**Tarefas:**
1. Transcreva fielmente o trecho do texto fornecido que começa em "Manfred morreu na" e termina em "em presídios paulistas.".
2. Segundo o texto fornecido, qual era o valor da dívida que Marcos Antônio Aparício não pagou a Tiagão?

──────── Texto fornecido ────────

Manfred morreu na hora, e Marísia ainda agonizou com massa encefálica exposta,
segundo a polícia. O casal dormia na hora fatídica.
Loira, olhos verdes, voz suave, divinamente linda e
diabolicamente macabra, Suzane articulou o inominável. Ela e os irmãos
Cravinhos queriam euros e dólares de Manfred e Marísia, agasalhados no cofre da
mansão do casal. Após o sucesso diabólico, Suzane e Daniel Cravinhos
comemoraram num motel. Os três assassinos foram condenados a penas que chegam a
50 anos, que cumprem em presídios paulistas.
A banalização dos chamados crimes contra a vida é de difícil
explicação. Especialistas divergem. As teses não batem. Os números do horror são
inexatos. “A mídia tem grande responsabilidade nisso, pois fica divulgando e
alimentando o mal, tornando-o ‘natural’ para a sociedade”, afirma um sociólogo.
“Não, a culpa é da falta de escola adequada para as crianças, que acabam se
envolvendo com marginais para, no futuro, se tornar um deles”, assegura um
especialista em segurança pública. “É da natureza humana”, decreta um
psicanalista. “Falta Deus no coração”, prega um padre. “O maior problema é a
impunidade”, decreta um promotor de justiça. É provável que todos tenham razão,
mas ninguém consegue explicar com segurança o porquê de tantos homicídios,
sobretudo por motivos banais. Hoje, matar é como ir a uma festa, tomar uma
cervejinha e dançar. É o rock do diabo.
Tiago Fernandes da Silva Chaves, o “Tiagão”, de 21 anos, é
considerado perigosíssimo pela polícia dos estados do Maranhão e Piauí. Mas um
comparsa não levou a sério os antecedentes criminais de Tiagão, que já havia
matado seis pessoas nos dois estados. A “ingenuidade” de Marcos Antônio Aparício,
de 22 anos, custou-lhe a vida. Foi morto por Tiagão a facadas na rodoviária de
Timon, pequena cidade do Maranhão, em março deste ano, porque não pagou ao
parceiro uma monstruosa dívida de R$ 1. O bandido impiedoso fez sua sétima vítima,
foi preso e condenado a mais de 30 anos de prisão.

──────── Entradas ────────

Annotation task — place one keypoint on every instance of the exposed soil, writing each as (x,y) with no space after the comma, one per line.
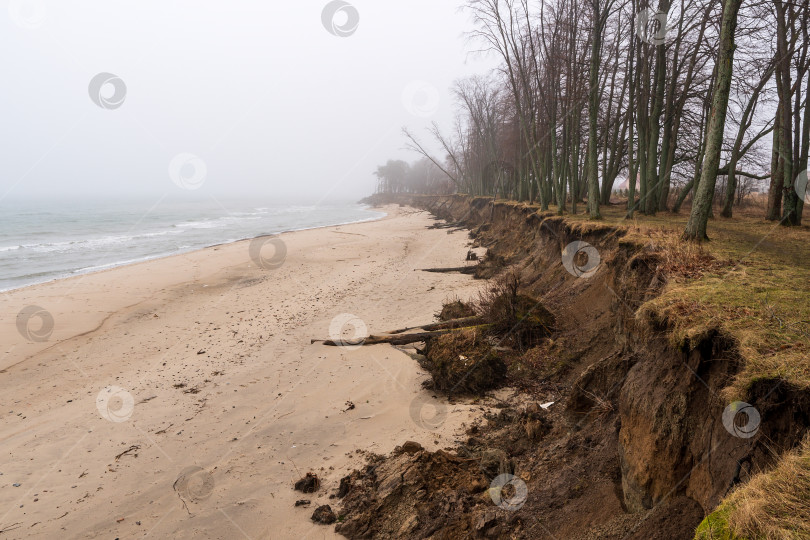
(614,432)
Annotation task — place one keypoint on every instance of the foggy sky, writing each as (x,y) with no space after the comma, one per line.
(269,100)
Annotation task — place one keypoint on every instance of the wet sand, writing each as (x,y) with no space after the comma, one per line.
(181,398)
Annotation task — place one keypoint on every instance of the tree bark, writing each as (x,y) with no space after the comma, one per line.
(704,195)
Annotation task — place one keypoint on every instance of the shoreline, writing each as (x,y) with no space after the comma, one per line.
(202,362)
(111,266)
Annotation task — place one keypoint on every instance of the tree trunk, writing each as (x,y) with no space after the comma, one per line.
(702,204)
(593,111)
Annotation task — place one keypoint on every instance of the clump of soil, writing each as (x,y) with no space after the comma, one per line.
(516,318)
(324,515)
(455,309)
(308,484)
(413,495)
(464,362)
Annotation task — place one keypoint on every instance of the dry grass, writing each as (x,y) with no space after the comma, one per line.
(750,282)
(516,319)
(773,505)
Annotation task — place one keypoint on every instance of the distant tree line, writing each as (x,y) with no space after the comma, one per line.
(670,95)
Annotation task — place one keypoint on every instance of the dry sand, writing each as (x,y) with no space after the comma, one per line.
(214,369)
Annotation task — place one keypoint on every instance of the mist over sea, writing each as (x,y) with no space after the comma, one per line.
(42,241)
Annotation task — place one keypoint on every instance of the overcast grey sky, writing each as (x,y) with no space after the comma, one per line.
(268,99)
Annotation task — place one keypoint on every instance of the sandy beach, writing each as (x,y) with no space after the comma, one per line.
(181,397)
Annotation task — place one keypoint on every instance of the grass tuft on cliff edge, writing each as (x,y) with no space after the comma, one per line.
(750,282)
(774,505)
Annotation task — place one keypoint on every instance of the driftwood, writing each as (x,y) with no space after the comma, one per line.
(441,325)
(460,269)
(399,339)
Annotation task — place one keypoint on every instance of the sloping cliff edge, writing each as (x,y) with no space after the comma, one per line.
(675,436)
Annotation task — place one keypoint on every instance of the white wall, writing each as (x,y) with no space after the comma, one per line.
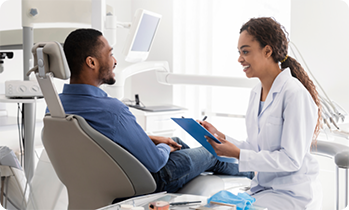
(320,31)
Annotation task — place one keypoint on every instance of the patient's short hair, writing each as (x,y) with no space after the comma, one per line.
(80,44)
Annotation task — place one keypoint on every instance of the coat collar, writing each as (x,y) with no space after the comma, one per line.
(276,87)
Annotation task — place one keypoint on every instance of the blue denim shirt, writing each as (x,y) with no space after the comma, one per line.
(112,118)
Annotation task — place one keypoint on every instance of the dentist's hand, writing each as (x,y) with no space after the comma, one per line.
(226,148)
(211,128)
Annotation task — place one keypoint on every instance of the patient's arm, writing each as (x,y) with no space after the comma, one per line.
(166,140)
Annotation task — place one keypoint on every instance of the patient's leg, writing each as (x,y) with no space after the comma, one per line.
(185,164)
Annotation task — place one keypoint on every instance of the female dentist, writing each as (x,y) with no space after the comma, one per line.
(282,120)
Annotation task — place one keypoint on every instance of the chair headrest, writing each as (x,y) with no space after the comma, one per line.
(53,60)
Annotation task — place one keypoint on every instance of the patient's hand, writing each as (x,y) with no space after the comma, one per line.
(166,140)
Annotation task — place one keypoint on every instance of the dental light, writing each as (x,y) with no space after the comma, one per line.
(3,55)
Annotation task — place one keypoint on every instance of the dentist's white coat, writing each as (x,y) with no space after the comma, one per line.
(278,146)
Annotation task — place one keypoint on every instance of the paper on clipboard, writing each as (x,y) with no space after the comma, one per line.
(198,132)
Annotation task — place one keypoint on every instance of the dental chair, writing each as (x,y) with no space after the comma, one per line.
(94,169)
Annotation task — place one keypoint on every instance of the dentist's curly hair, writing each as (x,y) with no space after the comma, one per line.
(267,31)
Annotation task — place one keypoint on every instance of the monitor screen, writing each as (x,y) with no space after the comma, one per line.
(141,35)
(145,34)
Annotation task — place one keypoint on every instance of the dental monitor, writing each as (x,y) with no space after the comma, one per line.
(141,35)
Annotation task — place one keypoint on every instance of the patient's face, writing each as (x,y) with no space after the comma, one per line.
(107,64)
(251,55)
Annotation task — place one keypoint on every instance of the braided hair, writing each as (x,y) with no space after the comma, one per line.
(267,31)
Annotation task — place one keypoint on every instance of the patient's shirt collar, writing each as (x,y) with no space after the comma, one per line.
(83,89)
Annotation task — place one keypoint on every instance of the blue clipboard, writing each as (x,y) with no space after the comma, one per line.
(198,132)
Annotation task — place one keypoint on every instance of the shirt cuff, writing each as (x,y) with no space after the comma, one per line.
(244,160)
(164,146)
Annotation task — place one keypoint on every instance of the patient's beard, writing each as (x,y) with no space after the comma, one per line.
(106,76)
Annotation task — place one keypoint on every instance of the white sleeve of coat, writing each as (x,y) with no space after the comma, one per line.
(240,144)
(300,117)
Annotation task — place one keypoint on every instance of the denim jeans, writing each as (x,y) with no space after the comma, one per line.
(185,164)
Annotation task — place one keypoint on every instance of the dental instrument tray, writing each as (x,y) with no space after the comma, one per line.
(198,132)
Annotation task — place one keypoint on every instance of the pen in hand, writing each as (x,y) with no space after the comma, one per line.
(203,119)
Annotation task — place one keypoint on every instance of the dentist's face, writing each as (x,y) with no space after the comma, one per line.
(251,55)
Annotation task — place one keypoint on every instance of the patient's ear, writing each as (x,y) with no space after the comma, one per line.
(268,51)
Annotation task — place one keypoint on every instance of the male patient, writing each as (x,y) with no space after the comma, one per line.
(171,162)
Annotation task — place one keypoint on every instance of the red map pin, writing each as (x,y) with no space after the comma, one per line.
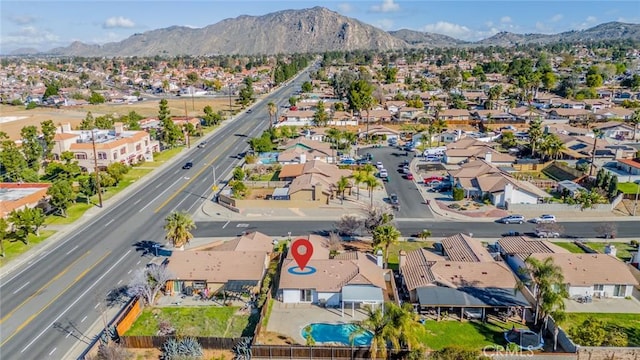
(302,249)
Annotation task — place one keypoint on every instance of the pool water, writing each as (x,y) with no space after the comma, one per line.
(338,333)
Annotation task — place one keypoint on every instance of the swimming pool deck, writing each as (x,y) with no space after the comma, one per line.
(290,319)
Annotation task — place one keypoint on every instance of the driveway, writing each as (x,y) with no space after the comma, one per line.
(412,204)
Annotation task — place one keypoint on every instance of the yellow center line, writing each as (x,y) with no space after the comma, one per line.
(26,322)
(205,167)
(4,318)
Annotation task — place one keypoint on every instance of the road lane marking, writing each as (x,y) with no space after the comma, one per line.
(21,287)
(75,281)
(185,185)
(162,193)
(64,271)
(76,301)
(72,249)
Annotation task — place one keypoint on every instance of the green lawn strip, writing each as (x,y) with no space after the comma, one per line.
(573,248)
(624,250)
(630,323)
(208,321)
(468,334)
(15,248)
(406,246)
(628,188)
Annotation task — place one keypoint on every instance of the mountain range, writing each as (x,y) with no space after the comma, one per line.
(310,30)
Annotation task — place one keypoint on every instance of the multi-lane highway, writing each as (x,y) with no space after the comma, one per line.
(49,303)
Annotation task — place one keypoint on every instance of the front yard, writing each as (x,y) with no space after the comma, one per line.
(205,321)
(630,323)
(472,335)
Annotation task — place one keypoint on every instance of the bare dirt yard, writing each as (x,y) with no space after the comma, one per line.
(75,114)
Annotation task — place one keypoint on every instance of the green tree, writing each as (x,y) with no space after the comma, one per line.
(96,98)
(61,196)
(178,226)
(383,237)
(341,186)
(48,129)
(4,234)
(31,146)
(320,117)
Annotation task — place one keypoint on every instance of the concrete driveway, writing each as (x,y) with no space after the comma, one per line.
(412,205)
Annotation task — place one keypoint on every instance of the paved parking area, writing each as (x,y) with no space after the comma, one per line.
(290,319)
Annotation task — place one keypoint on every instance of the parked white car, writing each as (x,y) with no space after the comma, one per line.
(544,219)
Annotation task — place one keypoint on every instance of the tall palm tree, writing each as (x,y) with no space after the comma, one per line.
(384,236)
(358,178)
(372,183)
(342,185)
(178,226)
(547,284)
(272,112)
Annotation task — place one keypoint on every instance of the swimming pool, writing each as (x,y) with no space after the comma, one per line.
(338,333)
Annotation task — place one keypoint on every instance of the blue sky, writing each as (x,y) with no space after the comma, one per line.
(47,24)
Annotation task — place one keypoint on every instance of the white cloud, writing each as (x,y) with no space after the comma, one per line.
(384,24)
(118,22)
(29,36)
(447,28)
(386,6)
(345,8)
(556,18)
(21,19)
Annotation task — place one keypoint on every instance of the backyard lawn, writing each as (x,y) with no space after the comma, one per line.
(571,247)
(15,248)
(406,246)
(206,321)
(624,249)
(629,322)
(468,334)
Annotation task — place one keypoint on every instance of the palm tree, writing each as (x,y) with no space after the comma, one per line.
(385,236)
(549,289)
(178,226)
(371,183)
(358,178)
(342,185)
(272,112)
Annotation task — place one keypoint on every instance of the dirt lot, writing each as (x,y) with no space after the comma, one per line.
(75,114)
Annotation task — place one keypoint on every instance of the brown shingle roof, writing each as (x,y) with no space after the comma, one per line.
(460,247)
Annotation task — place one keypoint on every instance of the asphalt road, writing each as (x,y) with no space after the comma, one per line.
(439,228)
(412,204)
(49,303)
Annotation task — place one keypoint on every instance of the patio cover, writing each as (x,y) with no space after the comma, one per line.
(470,297)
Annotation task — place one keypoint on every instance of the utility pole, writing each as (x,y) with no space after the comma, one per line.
(95,165)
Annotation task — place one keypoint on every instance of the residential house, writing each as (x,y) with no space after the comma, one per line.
(17,196)
(596,275)
(110,146)
(434,282)
(482,179)
(351,278)
(312,181)
(301,150)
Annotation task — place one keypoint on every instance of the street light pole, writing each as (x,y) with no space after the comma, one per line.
(95,165)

────────

**Respostas esperadas:**
1.
Manfred morreu na hora, e Marísia ainda agonizou com massa encefálica exposta,
segundo a polícia. O casal dormia na hora fatídica.
Loira, olhos verdes, voz suave, divinamente linda e
diabolicamente macabra, Suzane articulou o inominável. Ela e os irmãos
Cravinhos queriam euros e dólares de Manfred e Marísia, agasalhados no cofre da
mansão do casal. Após o sucesso diabólico, Suzane e Daniel Cravinhos
comemoraram num motel. Os três assassinos foram condenados a penas que chegam a
50 anos, que cumprem em presídios paulistas.

2. R$ 1.